***** Text under study *****

From the June 2006 issue

Causes of Earth’s mass extinctions

The Meteor Crater impact event killed off most plant and animal life in the near vicinity, but it was nothing compared to our planet's mass extinctions.
By | Published: June 26, 2006 | Last updated on May 18, 2023

Extinct
Astronomy: Roen Kelly
In Earth’s modern history (meaning the time since complex life evolved on Earth), there have been five mass extinctions. These “big five” are the End Ordovician (roughly 440 million years ago), the Late Devonian (roughly 365 million years ago), the End Permian, or Permian-Triassic, (250 million years ago), the End Triassic (210 million years ago), and the Cretaceous-Tertiary (65 million years ago). Scientists say they know roughly when each occurred, but figuring out what caused each one is another story.
The Cretaceous-Tertiary (K-T) extinction is the most studied of the big five. Scientists are all but certain the K-T extinction was associated with an impact event. While the impact itself didn’t cause a mass dying, the effects that followed led to roughly 50 percent of genera dying. (Genera is the rank above species and below family, and is the rank paleontologists typically use when discussing extinctions.) The impact likely caused severe climate change: dust clouds shrouded the planet, blocking out sunlight. Therefore, green plant life couldn’t produce chlorophyll and died off. So, any animals in a plant food chain died, which included, of course, the dinosaurs.

In the 1980s, a group of scientists, led by Nobel-prize-winning physicist Luis Alvarez, and his son, geologist Walter Alvarez, discovered fossilized traces of iridium, hundreds of times greater than normal. This iridium is spread throughout the world, and dates back to roughly 65 million years ago. Iridium is rare at Earth’s surface but is commonly found within asteroids and comets. The Alvarez hypothesis stated that an impact was the likely cause of the K-T extinction.

***** Supplied material *****

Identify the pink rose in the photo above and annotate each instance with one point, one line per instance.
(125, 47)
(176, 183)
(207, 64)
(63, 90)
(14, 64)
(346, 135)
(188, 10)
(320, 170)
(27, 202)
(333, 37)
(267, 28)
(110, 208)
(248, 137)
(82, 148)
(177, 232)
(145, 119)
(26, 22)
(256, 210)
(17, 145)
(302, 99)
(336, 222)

*****

▶ _Aim of the exercise_: In the text on Earth's mass extinctions, which rank do paleontologists typically use when discussing extinctions?

▶ _Task answer_: Genera, the rank above species and below family.